[Start of Attachment]
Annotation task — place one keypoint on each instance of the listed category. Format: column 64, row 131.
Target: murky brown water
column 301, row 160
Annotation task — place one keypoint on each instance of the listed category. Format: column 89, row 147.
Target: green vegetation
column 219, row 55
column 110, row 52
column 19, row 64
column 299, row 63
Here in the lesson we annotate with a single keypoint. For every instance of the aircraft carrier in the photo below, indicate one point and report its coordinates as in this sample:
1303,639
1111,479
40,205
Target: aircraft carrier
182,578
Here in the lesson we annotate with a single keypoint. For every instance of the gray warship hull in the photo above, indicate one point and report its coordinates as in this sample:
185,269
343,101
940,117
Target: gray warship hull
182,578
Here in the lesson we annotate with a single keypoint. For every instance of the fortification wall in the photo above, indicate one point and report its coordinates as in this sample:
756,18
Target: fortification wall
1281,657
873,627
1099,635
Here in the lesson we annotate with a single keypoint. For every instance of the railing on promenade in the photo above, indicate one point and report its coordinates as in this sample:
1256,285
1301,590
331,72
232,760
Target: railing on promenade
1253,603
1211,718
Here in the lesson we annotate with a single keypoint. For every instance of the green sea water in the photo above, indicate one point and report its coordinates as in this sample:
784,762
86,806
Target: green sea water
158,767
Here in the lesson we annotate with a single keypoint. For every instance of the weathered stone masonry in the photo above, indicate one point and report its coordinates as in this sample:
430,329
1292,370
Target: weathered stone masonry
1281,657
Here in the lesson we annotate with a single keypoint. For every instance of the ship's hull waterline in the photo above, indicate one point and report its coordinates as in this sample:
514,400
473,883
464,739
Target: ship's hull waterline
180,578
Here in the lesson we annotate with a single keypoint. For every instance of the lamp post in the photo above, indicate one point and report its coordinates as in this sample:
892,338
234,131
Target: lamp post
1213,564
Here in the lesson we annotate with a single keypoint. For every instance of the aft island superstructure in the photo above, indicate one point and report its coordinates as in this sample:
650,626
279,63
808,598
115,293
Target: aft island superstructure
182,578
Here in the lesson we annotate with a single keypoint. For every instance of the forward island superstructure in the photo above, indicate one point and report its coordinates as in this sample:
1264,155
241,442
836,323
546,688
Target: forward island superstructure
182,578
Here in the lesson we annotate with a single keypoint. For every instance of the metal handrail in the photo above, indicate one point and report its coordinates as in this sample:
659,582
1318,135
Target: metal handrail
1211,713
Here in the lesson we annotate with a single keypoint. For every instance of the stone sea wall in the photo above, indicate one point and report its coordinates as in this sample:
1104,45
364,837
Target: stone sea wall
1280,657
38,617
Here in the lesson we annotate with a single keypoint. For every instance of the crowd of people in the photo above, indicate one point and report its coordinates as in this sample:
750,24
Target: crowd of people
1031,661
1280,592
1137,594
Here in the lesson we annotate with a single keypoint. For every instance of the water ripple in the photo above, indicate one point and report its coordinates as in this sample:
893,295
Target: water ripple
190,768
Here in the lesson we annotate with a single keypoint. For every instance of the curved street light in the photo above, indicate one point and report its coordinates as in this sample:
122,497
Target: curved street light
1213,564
[End of Attachment]
Restate each record above exactly, leaving nothing out.

RESULT FOR THIS EXERCISE:
Annotation task — place one keypoint on each instance of the listed category. Format: column 64, row 131.
Target: murky brown water
column 301, row 160
Annotation task — place one keypoint on each instance of the listed category. Format: column 89, row 147.
Target: green vegetation
column 219, row 55
column 110, row 52
column 19, row 64
column 299, row 63
Here in the lesson we annotate with a single keypoint. For every instance of the aircraft carrier in the photo below, indicate one point and report its coordinates as in this sample:
1303,639
1111,479
40,205
Target: aircraft carrier
182,578
Here in the lesson we annotate with a single keypoint. For every instance of the gray warship hull in the photo above, indicate one point and report its coordinates as in this sample:
185,269
343,101
940,117
Target: gray warship hull
182,578
Here in the lesson we annotate with a single keypoint. For every instance of the fortification wall in the photo above, indicate one point and report its coordinates as in this sample:
756,18
Target: fortification wall
1281,657
873,627
1099,635
Here in the lesson we annotate with a single keypoint. For every instance of the railing on promenade in the photo above, indicate one point and report its coordinates as in this sample:
1256,285
1301,590
331,72
232,760
Target: railing on promenade
1253,603
1211,718
Here in the lesson we annotate with a single keypoint. For every instance of the green sea water in the photo above, indicate one point and report its coordinates as in this sample:
784,762
86,806
Target: green sea water
158,767
Here in the lesson we annotate with a single keypoint. For every instance of the weathered stone masonry in the photo above, indicate one point and report its coordinates as in this sample:
430,329
1292,370
Target: weathered stone masonry
1281,657
Here in the lesson we annotate with a single keypoint. For every instance of the ship's hull waterline in the photo above, indicate one point and report its coordinates as in this sample:
514,400
473,883
464,739
Target: ship's hull waterline
180,578
Here in the lesson we annotate with a single keypoint. For every instance of the lamp post in the photo above, indicate one point and report its coordinates as in this sample:
892,338
234,131
Target: lamp post
1213,564
Here in the lesson we annotate with a single keypoint. For every instance of the aft island superstructure in the photo above, indicate one point and report its coordinates as in this sample:
650,626
279,63
808,598
115,293
Target: aft island superstructure
182,578
Here in the lesson we annotate with a single keypoint. For every instance of the forward island superstructure in the photo above, indicate one point and report its coordinates as in this sample:
1264,155
241,442
836,323
546,688
Target: forward island superstructure
182,578
Here in the lesson we annotate with a single keypoint. For every instance of the metal handrail in the photo above, indicate one point and report its coordinates as in this sample:
659,582
1318,135
Target: metal handrail
1211,713
Here in the lesson we annotate with a single keypoint. For every instance of the stone sea wall in the photo above, indicate one point and report its coordinates as in this sample:
1104,45
364,837
Target: stone sea wall
1280,657
38,617
Here in the lesson we annotate with a single keypoint. For every instance of the crowd of people in the photo above, indicate one point and report its coordinates as in this sample:
750,24
Target: crowd of people
1031,661
1280,592
1137,594
Here in the lesson we annotate with a single keypoint. For every instance of the water ripple in the photo above, indicate one point and report its coordinates as in this sample:
893,295
Target: water ripple
190,768
Here in the lesson we annotate with a single keypoint. For every instance of the curved street light in the photo above, indicate one point and report its coordinates as in this sample:
122,497
Target: curved street light
1213,564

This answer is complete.